= Task goal =
Show every line below that contains the string "floor", treating uppercase and lowercase as different.

Detection examples
"""

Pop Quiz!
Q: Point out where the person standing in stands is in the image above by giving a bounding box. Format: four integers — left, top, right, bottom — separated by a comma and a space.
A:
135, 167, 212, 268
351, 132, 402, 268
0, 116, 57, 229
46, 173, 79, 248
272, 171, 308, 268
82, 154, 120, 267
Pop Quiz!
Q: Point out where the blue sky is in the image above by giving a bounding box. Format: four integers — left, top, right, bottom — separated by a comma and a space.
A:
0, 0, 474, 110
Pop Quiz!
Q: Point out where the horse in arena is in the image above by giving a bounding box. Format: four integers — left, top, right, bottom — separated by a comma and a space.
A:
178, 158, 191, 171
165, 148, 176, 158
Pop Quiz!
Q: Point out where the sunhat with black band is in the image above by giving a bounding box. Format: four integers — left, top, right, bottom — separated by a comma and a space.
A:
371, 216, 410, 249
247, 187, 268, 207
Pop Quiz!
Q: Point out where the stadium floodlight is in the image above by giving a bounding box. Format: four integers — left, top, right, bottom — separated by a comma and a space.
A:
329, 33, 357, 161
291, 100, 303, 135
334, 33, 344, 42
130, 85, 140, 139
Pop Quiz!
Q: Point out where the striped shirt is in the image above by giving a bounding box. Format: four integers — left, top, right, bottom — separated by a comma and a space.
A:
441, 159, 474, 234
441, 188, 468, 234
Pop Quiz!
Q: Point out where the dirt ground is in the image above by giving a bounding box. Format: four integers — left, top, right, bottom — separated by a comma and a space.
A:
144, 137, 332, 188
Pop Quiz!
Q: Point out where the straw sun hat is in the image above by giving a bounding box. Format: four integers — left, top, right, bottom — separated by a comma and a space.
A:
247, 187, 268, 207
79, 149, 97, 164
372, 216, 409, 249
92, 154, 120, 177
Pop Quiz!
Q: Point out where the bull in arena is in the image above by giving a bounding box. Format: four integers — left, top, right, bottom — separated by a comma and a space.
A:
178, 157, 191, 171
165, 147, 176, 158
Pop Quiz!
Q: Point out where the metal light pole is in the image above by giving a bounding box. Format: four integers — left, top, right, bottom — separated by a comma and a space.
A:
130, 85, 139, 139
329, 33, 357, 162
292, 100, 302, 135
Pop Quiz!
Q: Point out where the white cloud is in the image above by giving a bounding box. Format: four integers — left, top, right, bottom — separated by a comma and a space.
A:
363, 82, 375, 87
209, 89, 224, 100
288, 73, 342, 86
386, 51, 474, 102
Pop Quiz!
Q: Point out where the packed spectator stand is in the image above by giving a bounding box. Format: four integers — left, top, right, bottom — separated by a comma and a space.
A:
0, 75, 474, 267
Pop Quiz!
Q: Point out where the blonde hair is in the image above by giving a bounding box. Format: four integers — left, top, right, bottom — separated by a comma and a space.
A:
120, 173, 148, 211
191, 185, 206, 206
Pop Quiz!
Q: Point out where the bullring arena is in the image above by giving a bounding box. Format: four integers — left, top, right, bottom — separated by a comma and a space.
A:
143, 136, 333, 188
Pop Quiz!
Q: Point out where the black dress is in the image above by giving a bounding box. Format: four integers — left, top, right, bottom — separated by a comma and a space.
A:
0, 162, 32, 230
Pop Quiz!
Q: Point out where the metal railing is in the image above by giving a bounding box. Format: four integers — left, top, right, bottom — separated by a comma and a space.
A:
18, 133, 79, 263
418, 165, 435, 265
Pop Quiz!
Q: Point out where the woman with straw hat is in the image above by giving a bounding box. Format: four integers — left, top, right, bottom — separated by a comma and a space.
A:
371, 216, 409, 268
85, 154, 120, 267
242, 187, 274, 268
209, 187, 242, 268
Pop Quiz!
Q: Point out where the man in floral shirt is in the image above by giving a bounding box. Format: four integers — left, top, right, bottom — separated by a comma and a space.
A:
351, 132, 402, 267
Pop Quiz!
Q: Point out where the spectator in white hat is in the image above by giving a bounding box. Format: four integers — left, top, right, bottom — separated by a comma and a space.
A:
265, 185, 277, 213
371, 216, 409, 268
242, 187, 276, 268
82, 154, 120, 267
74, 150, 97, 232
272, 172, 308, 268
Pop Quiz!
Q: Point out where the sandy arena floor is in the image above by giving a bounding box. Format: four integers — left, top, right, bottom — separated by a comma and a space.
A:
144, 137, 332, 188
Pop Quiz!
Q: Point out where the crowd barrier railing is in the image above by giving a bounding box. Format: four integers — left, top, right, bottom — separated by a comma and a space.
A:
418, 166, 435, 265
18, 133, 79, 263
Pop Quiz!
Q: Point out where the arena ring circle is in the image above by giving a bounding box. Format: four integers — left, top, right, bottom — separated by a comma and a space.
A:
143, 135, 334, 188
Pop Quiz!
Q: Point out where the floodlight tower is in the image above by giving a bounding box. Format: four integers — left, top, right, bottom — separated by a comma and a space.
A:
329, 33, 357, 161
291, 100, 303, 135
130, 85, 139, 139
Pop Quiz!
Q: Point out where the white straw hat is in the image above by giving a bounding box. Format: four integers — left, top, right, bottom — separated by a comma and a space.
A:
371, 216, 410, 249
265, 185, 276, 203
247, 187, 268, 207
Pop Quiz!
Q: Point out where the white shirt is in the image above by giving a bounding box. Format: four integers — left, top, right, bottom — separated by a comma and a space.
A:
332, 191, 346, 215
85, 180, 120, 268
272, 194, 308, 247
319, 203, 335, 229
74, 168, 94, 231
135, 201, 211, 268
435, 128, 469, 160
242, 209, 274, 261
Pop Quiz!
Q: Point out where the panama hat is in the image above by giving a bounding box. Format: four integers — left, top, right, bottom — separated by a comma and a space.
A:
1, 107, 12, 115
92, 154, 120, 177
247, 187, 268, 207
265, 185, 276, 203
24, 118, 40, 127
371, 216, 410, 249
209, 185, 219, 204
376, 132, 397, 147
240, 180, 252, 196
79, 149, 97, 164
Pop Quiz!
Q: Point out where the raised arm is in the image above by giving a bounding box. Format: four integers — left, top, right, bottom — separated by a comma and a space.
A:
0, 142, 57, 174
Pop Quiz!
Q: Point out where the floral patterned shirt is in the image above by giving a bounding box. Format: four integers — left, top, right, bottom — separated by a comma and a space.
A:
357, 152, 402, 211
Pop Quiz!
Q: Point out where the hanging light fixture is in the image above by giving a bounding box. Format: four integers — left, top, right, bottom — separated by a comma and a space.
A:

"""
"""

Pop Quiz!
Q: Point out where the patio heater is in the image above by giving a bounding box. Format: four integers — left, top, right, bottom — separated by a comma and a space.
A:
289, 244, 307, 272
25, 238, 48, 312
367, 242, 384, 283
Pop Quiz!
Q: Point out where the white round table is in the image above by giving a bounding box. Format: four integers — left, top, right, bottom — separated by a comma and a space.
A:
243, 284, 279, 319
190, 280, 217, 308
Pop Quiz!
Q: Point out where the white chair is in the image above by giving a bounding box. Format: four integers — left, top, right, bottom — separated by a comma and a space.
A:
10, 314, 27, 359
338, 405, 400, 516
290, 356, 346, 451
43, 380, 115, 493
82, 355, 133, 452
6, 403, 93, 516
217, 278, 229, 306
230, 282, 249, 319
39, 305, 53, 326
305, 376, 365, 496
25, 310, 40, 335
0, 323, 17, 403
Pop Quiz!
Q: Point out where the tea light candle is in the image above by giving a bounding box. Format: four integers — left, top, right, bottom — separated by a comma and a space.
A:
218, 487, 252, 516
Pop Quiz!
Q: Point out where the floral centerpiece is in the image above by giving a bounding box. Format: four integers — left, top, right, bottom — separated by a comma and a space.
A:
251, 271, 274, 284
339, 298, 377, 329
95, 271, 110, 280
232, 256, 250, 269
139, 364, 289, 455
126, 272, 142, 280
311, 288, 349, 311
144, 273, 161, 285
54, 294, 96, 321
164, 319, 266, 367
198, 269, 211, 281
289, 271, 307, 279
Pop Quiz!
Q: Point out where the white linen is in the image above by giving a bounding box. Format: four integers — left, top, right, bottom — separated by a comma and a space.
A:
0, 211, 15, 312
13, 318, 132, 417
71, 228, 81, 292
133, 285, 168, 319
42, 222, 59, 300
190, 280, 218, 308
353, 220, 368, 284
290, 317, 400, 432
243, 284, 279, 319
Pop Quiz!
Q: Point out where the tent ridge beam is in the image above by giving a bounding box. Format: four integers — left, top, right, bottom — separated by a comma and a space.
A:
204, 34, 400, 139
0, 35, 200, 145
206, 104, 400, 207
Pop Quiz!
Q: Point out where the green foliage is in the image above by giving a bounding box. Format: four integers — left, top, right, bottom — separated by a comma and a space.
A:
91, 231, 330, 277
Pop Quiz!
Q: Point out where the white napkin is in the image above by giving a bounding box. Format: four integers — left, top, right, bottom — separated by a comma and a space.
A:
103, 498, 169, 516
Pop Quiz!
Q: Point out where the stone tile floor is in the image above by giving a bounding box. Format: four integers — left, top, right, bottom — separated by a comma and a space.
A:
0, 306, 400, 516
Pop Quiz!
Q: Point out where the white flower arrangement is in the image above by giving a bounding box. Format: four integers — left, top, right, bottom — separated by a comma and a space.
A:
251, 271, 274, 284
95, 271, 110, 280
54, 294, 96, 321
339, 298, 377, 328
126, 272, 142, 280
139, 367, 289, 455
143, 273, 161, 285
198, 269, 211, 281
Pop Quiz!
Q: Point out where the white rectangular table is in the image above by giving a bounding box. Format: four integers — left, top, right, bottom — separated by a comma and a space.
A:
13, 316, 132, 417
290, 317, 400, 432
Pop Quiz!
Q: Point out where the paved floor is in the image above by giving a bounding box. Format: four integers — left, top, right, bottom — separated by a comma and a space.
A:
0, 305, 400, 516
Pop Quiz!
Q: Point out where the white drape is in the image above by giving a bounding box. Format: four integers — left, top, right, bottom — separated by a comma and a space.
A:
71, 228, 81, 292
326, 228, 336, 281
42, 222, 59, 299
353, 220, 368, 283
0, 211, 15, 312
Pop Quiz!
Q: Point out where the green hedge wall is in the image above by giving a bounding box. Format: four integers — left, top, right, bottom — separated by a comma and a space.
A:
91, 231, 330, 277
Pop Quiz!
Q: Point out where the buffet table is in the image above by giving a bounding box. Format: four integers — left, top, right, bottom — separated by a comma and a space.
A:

"""

= Exercise answer =
Q: Point out where the sandy arena floor is in the image above by giving a bounding box. Format: four integers — left, top, right, bottom — separated by a comma and a space.
Q: Point out where the stone tile floor is in the image above by giving a bounding box. Format: four integers — left, top, right, bottom — separated by a comma and a space.
Q: Point out where the paved floor is in the image above by giving a bounding box. Format: four integers — left, top, right, bottom — separated by a comma and a space.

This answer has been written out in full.